EXPLORE THE MATERIAL:
- A) In the passage on the Red Sox managerial search, how many managers does Alomar say he has played for?
- B) From the passage on the Red Sox managerial search, print the part that begins at the words "He said he has" and stops after "Hall of Fame.".

DOCUMENT PASSAGE:
────────────────────

The Red Sox parted ways with Francona this fall after the team's unprecedented September collapse, the result of a 7-20 record down the stretch that left them one game behind the Tampa Bay Rays in the AL wild-card race. After allegations of players fattening up on fried chicken and beer during games, each managerial candidate has been grilled by reporters on his approach to clubhouse discipline.
"The goal for a manager is to let your players manage themselves. In order to do that, you have to let the guys play," Alomar said. "I am a guy that lets the players play the game. You have some rules, but you respect the players (and) they respect you back."
The 45-year-old Alomar also played for the Padres, White Sox, Rockies, Rangers, Dodgers and Mets. He had a lifetime average of .273 with 112 homers and 588 RBIs.
He said he has played for nine managers, all of whom reached the postseason in their careers; six of them reached the World Series, and two of them won it. His father, Sandy Alomar Sr., spent 15 seasons in the majors as a second baseman, and his brother, Roberto, is in the Hall of Fame.
So it's no surprise that when asked to describe his managerial style, he said, "I like the family atmosphere."

────────────────────

DATA EXCERPTS:
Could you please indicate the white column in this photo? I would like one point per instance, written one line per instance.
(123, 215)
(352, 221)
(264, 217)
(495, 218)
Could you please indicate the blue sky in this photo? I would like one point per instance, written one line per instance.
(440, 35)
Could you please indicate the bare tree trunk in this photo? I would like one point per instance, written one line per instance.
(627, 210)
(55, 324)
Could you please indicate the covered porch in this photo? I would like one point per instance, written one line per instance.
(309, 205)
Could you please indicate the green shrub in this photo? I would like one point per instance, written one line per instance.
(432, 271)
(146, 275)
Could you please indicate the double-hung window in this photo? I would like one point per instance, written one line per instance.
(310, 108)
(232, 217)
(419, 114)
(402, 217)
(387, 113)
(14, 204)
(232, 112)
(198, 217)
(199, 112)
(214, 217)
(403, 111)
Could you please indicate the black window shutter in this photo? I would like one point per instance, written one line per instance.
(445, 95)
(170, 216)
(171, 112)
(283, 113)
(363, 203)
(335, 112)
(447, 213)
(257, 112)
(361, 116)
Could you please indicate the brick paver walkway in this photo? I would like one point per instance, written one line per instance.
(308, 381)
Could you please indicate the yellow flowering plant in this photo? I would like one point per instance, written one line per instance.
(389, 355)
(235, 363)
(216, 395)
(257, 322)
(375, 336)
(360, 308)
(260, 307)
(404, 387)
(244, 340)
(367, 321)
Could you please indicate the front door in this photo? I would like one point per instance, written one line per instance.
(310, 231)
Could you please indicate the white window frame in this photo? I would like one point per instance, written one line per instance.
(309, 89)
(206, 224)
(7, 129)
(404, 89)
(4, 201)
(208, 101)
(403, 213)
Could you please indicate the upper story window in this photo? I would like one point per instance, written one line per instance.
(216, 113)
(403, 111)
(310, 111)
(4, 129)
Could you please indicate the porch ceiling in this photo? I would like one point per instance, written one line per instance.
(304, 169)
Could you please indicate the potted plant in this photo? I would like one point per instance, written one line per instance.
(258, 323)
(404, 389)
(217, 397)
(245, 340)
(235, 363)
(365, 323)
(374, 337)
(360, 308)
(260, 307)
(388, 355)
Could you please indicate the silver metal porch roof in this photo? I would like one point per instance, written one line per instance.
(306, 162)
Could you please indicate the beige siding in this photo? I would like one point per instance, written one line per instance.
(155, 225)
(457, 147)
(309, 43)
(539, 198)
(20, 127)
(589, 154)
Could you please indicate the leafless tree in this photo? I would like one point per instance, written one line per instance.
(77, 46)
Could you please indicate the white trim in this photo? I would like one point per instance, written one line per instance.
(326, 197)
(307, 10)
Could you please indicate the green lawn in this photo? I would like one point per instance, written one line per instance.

────────────────────

COMPLETED EXERCISE:
- A) Nine.

- B)
He said he has played for nine managers, all of whom reached the postseason in their careers; six of them reached the World Series, and two of them won it. His father, Sandy Alomar Sr., spent 15 seasons in the majors as a second baseman, and his brother, Roberto, is in the Hall of Fame.